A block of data
● ● ● ● ● ● ●

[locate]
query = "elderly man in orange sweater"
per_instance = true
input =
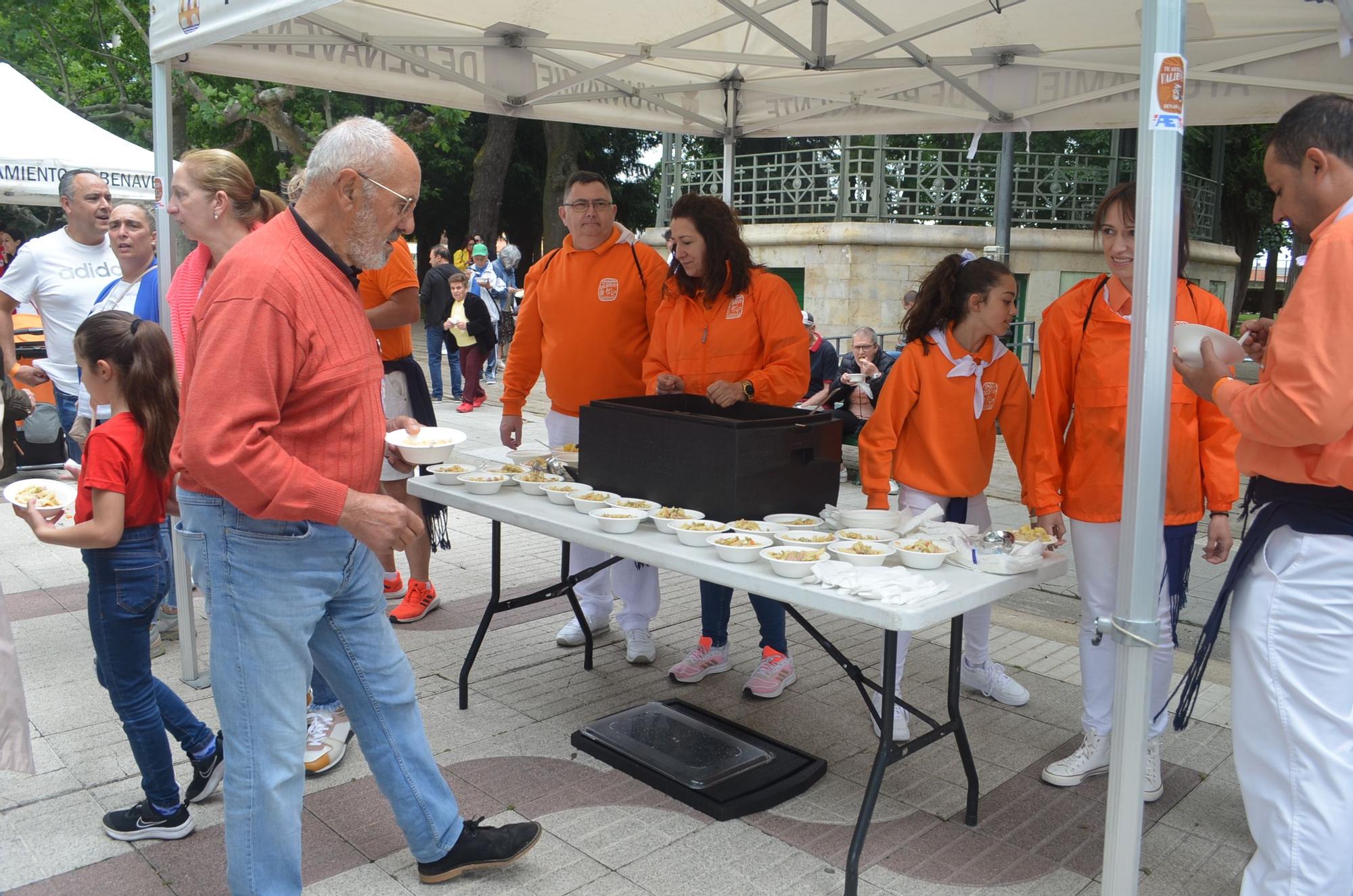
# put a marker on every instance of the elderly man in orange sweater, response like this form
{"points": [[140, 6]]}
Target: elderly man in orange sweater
{"points": [[1293, 578], [585, 323], [279, 459]]}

● ● ● ● ● ● ●

> _Problem description_
Copy out every line of the entries above word for word, but leave the pictures out.

> _Answer to this exercise_
[locate]
query = "elderly man in orange sweater"
per_instance = true
input =
# put a marker on every instance of the elderly man in orange sweater, response like this form
{"points": [[140, 6]]}
Target: elderly man in orange sweater
{"points": [[1293, 578], [585, 323], [279, 459]]}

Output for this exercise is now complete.